**BRIEF:** As the answer, set down the lines below from the one containing "Points | one per instance of the teal hockey glove, each" through the one containing "Target | white skate lace", exactly and inclusively, and no others.

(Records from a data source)
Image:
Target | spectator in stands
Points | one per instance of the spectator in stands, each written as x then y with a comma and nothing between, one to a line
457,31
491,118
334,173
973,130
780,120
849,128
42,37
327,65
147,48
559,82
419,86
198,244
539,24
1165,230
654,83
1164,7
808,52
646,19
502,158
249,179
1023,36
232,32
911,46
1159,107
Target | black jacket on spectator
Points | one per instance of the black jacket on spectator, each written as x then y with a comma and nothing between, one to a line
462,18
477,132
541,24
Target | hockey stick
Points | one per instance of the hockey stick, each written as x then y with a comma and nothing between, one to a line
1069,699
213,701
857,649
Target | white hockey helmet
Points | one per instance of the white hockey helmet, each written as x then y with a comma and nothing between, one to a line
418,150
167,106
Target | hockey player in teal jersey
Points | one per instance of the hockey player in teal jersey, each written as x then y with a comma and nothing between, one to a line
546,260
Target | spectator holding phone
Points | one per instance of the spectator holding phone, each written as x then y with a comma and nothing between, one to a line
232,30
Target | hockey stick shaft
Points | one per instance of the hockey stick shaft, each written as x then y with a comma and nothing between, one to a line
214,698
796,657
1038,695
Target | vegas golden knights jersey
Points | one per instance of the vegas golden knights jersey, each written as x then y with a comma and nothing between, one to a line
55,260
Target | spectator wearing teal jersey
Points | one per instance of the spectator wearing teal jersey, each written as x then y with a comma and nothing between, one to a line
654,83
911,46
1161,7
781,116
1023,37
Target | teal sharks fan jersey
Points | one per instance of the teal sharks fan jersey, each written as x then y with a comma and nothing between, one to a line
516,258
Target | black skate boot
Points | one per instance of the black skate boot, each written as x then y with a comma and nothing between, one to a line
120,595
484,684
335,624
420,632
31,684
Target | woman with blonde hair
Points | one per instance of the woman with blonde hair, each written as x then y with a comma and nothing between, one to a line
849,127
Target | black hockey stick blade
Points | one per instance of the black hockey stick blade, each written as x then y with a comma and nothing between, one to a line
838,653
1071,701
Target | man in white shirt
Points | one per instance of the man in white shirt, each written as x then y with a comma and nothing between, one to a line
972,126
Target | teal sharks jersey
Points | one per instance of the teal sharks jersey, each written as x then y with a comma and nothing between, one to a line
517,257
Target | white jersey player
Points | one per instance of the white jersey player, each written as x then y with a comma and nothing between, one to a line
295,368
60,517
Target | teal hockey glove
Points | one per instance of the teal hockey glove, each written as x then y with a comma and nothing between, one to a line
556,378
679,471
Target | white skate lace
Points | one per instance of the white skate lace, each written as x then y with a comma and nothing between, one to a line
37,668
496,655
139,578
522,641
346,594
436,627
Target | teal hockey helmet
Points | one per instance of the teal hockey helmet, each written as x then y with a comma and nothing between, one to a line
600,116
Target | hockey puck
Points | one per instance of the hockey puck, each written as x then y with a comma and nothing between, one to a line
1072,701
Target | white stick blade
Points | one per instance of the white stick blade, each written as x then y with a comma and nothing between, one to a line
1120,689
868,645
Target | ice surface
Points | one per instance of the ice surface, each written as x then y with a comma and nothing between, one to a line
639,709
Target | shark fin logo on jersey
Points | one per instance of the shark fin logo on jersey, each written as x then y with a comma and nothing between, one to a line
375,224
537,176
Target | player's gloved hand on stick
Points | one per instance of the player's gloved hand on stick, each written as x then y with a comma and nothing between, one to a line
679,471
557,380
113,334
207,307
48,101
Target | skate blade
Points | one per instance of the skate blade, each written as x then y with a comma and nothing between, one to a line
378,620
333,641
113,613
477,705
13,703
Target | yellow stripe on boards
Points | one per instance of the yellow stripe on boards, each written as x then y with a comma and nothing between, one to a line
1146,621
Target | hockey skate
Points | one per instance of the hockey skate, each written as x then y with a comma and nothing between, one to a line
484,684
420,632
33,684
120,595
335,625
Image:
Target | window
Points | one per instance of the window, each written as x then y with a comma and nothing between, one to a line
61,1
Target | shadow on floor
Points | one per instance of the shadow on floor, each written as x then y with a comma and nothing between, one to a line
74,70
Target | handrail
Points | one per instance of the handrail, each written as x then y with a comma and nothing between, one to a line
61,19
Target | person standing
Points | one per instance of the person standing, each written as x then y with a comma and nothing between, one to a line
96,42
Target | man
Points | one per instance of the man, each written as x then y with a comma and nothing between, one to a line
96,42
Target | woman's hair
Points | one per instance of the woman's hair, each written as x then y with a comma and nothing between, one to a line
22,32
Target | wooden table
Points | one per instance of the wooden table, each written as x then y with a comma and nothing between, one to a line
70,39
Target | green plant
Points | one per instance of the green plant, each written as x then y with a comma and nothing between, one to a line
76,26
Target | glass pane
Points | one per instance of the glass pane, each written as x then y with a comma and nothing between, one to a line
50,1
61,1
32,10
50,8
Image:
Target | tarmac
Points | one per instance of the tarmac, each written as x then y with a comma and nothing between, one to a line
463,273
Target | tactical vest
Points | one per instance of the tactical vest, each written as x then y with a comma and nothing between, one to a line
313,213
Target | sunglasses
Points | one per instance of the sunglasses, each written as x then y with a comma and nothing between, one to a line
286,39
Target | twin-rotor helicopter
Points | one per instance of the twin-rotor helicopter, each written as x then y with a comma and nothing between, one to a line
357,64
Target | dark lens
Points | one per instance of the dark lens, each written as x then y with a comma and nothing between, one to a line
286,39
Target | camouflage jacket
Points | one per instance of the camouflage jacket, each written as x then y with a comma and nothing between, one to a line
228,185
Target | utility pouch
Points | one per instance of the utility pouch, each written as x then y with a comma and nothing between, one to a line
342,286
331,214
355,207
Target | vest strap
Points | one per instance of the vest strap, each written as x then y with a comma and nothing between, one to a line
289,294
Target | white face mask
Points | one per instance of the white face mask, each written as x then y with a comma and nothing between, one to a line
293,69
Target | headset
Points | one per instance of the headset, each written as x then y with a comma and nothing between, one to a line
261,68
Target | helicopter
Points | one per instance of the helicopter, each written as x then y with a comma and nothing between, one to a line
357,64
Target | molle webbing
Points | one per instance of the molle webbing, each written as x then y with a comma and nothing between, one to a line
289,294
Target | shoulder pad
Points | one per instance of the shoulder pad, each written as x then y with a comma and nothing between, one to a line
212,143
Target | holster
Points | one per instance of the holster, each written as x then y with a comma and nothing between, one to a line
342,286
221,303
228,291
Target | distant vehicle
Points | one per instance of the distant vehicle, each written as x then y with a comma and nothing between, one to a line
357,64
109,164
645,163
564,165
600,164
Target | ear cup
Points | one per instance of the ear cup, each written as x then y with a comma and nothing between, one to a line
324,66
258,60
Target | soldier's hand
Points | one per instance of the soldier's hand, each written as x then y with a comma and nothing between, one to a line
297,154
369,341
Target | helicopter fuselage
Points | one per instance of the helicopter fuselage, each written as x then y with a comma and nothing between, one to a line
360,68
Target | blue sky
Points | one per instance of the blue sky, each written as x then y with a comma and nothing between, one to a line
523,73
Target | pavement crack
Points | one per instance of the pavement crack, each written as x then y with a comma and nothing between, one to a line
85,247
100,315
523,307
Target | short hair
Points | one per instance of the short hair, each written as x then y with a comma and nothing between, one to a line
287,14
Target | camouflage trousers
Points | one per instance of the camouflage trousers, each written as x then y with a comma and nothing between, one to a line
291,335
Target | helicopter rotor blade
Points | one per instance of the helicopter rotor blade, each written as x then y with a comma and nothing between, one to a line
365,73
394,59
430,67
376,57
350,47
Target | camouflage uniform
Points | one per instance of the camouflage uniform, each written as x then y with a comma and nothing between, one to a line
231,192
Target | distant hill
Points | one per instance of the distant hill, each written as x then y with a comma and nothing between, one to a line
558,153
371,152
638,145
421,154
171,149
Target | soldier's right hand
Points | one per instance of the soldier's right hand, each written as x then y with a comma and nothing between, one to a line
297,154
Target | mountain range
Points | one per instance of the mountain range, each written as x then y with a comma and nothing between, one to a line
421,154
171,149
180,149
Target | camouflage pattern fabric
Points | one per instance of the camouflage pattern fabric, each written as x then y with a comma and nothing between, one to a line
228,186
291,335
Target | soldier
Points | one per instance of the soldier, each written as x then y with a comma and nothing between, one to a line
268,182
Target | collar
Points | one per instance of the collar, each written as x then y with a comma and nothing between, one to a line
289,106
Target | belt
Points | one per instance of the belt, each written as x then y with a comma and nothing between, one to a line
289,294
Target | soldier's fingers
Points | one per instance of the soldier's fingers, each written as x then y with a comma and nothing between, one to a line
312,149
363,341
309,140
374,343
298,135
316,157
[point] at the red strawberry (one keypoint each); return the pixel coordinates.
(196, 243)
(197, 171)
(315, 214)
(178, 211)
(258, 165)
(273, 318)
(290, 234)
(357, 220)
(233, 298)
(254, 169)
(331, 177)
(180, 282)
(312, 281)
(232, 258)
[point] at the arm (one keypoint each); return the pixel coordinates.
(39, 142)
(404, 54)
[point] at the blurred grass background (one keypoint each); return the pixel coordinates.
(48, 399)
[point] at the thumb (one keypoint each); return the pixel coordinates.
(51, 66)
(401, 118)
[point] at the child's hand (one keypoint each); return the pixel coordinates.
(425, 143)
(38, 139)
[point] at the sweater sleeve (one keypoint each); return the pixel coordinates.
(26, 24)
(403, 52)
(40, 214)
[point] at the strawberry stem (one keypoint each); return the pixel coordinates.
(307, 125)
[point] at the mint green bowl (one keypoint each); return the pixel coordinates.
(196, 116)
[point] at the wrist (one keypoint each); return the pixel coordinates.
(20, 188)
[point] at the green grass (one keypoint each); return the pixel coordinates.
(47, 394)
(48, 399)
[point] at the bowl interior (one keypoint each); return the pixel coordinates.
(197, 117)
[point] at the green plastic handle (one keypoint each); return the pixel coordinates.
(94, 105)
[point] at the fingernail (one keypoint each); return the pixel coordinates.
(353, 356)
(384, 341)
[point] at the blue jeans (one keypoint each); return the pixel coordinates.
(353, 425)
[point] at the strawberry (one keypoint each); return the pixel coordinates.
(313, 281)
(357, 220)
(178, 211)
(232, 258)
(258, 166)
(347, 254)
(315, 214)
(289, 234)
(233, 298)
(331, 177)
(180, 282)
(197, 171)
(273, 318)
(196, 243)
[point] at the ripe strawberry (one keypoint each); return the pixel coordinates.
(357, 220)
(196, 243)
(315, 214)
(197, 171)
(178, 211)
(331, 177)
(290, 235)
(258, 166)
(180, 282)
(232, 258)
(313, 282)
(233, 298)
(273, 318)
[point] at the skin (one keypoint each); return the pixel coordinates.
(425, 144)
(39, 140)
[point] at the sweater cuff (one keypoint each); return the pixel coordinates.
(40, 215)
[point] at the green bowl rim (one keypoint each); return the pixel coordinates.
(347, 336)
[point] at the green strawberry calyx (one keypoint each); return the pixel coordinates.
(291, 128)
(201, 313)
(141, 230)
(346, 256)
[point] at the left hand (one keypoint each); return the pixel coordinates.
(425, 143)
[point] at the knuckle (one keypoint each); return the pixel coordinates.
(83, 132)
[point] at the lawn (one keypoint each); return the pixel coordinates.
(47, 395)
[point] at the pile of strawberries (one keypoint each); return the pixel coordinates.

**EXPECTED ANSWER:**
Points | one per instance of the teal hockey glove, each written as x then y with a comma and nothing between, one to a line
556,378
679,471
Target | white skate lace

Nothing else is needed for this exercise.